- **What to produce**
Copy out each of the rows below, swapping "tuples" for "pairs" and keeping everything else the same.

(Source data)
[BEGIN]
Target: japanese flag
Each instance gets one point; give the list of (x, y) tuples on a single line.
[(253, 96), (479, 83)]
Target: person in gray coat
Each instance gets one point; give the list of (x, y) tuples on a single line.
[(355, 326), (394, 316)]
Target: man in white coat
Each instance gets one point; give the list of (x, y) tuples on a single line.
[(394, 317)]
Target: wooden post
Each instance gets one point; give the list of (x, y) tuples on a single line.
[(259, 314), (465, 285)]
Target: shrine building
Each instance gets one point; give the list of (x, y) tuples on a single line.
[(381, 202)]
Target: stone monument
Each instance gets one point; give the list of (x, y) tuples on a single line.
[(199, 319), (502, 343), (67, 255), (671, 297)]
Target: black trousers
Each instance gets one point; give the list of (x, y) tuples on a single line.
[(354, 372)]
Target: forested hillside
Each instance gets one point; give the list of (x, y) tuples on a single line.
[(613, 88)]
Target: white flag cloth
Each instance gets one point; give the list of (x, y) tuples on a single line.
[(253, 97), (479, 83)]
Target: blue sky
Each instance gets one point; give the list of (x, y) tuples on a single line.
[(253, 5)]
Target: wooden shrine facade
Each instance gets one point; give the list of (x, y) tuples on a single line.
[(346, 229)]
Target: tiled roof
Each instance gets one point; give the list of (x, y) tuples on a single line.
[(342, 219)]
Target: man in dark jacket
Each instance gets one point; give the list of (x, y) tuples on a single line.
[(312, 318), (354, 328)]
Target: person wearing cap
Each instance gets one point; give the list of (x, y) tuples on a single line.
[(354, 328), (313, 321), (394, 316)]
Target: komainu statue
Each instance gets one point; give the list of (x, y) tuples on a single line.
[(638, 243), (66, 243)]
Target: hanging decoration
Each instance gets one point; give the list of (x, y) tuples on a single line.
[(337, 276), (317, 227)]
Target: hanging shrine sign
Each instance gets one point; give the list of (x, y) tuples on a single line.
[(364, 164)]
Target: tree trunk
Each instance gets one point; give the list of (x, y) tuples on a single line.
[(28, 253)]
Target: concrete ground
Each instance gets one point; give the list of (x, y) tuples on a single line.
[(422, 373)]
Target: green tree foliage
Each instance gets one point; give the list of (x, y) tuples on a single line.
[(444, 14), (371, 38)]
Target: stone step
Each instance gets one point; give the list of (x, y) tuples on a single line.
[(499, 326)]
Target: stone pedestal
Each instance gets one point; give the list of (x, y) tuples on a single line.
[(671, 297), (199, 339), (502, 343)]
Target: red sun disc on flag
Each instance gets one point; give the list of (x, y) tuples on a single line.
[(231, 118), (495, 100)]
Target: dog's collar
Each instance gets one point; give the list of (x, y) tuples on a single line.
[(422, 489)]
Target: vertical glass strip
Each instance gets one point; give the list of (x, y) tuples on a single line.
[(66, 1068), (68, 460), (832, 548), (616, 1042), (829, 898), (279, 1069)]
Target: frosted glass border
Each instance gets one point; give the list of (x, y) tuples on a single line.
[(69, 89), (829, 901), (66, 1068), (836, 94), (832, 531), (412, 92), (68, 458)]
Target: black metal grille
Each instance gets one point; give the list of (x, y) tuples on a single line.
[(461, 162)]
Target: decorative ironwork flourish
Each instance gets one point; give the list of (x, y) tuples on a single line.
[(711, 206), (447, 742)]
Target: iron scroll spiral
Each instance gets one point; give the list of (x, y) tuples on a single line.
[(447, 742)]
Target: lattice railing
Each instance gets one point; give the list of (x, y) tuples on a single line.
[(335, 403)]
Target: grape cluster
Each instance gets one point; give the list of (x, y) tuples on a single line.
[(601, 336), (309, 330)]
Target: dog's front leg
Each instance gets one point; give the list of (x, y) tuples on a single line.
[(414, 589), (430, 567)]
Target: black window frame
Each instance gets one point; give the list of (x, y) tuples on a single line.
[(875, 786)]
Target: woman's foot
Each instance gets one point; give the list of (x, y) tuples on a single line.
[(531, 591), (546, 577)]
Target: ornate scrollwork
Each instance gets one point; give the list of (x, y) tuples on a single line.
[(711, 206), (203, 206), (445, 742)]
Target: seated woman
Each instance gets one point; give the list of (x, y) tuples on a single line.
[END]
- **Result of the task**
Target: japanese flag
Each instance gets one point; give the list of (x, y) pairs on a single line.
[(253, 96), (479, 83)]
Target: person in gray coat
Each instance gets one point; give the list of (x, y) pairs on a single line.
[(355, 326), (394, 316)]
Target: man in white coat
Each instance gets one point; give the list of (x, y) pairs on a single line.
[(394, 317)]
Target: wooden post
Each instance gets one point; give the list of (x, y) pairs on a single line.
[(259, 314), (465, 285)]
Target: shrine building
Each instance gets one point; give the list of (x, y) pairs on a single line.
[(381, 202)]
Target: stone monument
Each instance gets one point; give the list of (x, y) pairs on a single line.
[(199, 319), (502, 343), (67, 255), (671, 297)]
Target: black trousers
Each instance gets one point; give the list of (x, y) pairs on a single line.
[(354, 372)]
Target: forested hillside
Each instance gets one point; give the list of (x, y) pairs on a single line.
[(613, 88)]
Target: white flag cloth
Each instance gets one point; give the list of (x, y) pairs on a single line.
[(253, 97), (479, 83)]
Target: blue sky
Each instance gets one point; give the list of (x, y) pairs on a single line.
[(253, 5)]
Target: wooden shrine facade
Each instance gets one point; give the list of (x, y) pairs on a single line.
[(346, 229)]
Target: tiled roof
Each instance gets one point; give the list of (x, y) pairs on a single line.
[(342, 219)]
Target: man in dark jacket
Each instance gets one point; give the list of (x, y) pairs on a single line.
[(312, 318), (354, 328)]
Target: person wearing cap
Each instance gets one point; give the list of (x, y) pairs on a single line.
[(354, 328), (313, 321), (394, 316)]
Target: komainu statue
Each instance gets one point; give the list of (x, y) pairs on a single line.
[(638, 243), (66, 243)]
Target: hanging decoration
Each instance gets one point; give the list of (x, y) pairs on a single line.
[(337, 276), (317, 227)]
Target: hanging shrine sign
Each instance gets one point; give the list of (x, y) pairs on a single line.
[(364, 164)]
Target: tree trunk
Each instance gets one point; give the list of (x, y) pairs on a single line.
[(28, 253)]
Target: concrete ground
Each instance gets one point; give the list of (x, y) pairs on a single line.
[(422, 373)]
Target: green tree foliage
Each instance gets one point; give the list of (x, y) pairs on a single line.
[(444, 14), (371, 38)]
Target: stone step
Each instance gets one point; give the list of (x, y) pairs on a single line.
[(499, 326)]
Target: stone pedestal
Each instance gets one point; give the list of (x, y) pairs on a single line.
[(671, 297), (199, 339), (502, 343)]
Target: red sun disc on flag
Each instance gets one point; give the list of (x, y) pairs on a single line.
[(231, 118), (495, 100)]
Target: dog's collar
Each instance gets one point; give the list of (x, y) pairs on a single line.
[(422, 489)]
Target: vertical glass strip
Each instance gets one point; give the list of (x, y) pairs on a single line.
[(66, 1068), (68, 460), (832, 548), (616, 1042), (829, 898), (279, 1069)]
Target: frosted glass border
Each instance gets one point; give the list of (x, y) pairs on a single line.
[(69, 89), (829, 901), (66, 1068), (836, 94), (832, 531), (412, 92), (68, 458)]
Target: black metal grille
Each instance gets one point; give the list of (x, y) pairs on a single line.
[(461, 162)]
Target: decorative ironwork flourish
Each instance gets one point; give the list of (x, y) pairs on a single line.
[(711, 206), (447, 742)]
Target: iron scroll spiral
Each instance gets one point; give the list of (x, y) pairs on a single line.
[(447, 742)]
Target: lattice railing
Each instance gets one point; give the list of (x, y) pairs on a single line.
[(335, 403)]
Target: grape cluster
Each instance gets one point; give the list of (x, y) pairs on a single line.
[(601, 336), (309, 330)]
Target: dog's front leg
Each instance gets one point; give the list of (x, y) pairs on a single line.
[(414, 589), (430, 567)]
Target: black window frame
Each instance gets one point; give the list of (x, y) pairs on a single line.
[(875, 786)]
Target: woman's foot
Each instance gets one point; give the list of (x, y) pairs on a single line.
[(531, 591), (546, 577)]
Target: ornate scrollwork
Each instance gets one point; give the list of (x, y) pairs on a single line.
[(711, 206), (203, 206), (445, 742)]
Target: seated woman
Each instance gets one point; give the list of (x, y) pairs on a single line.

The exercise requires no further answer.